Work to do: Repeat the lines word for word, starting with the line containing "In the photo above, where can the white door" and going on through the line containing "Target: white door frame".

####

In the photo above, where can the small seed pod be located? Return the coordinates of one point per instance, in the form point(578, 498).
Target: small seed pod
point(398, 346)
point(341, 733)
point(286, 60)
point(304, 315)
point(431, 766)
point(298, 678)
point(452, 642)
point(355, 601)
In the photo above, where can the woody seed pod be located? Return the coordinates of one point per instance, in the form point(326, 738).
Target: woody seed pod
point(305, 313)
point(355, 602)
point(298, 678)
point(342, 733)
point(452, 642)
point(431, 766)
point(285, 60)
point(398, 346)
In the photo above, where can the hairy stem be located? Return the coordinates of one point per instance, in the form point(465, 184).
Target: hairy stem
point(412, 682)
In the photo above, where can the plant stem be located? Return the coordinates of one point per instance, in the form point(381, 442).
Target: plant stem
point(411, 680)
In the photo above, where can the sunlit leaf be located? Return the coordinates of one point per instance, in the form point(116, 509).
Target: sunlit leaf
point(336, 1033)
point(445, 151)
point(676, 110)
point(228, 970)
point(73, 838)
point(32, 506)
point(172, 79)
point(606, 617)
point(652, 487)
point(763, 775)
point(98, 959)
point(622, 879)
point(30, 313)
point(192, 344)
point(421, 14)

####

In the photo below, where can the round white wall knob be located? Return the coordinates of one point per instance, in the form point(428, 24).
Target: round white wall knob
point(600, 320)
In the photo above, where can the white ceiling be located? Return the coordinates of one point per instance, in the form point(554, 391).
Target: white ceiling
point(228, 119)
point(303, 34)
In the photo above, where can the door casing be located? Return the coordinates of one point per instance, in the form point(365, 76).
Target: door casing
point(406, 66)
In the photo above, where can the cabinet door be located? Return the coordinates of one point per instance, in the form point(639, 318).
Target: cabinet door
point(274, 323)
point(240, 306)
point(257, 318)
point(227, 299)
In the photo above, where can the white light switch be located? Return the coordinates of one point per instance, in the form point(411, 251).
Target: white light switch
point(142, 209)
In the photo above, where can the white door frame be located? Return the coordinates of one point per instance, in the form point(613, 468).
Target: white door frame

####

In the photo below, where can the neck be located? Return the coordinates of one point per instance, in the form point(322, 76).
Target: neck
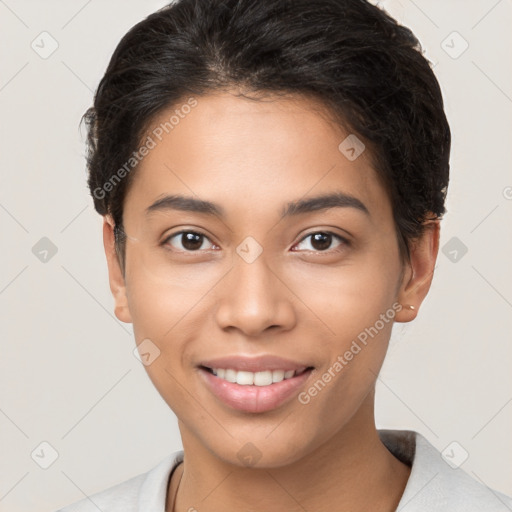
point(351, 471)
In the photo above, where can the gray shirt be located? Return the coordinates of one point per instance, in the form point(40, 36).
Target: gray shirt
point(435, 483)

####

Solution to this exercise:
In the photo above, where can the white door frame be located? Return the coordinates of one point per instance, in the form point(613, 468).
Target: white door frame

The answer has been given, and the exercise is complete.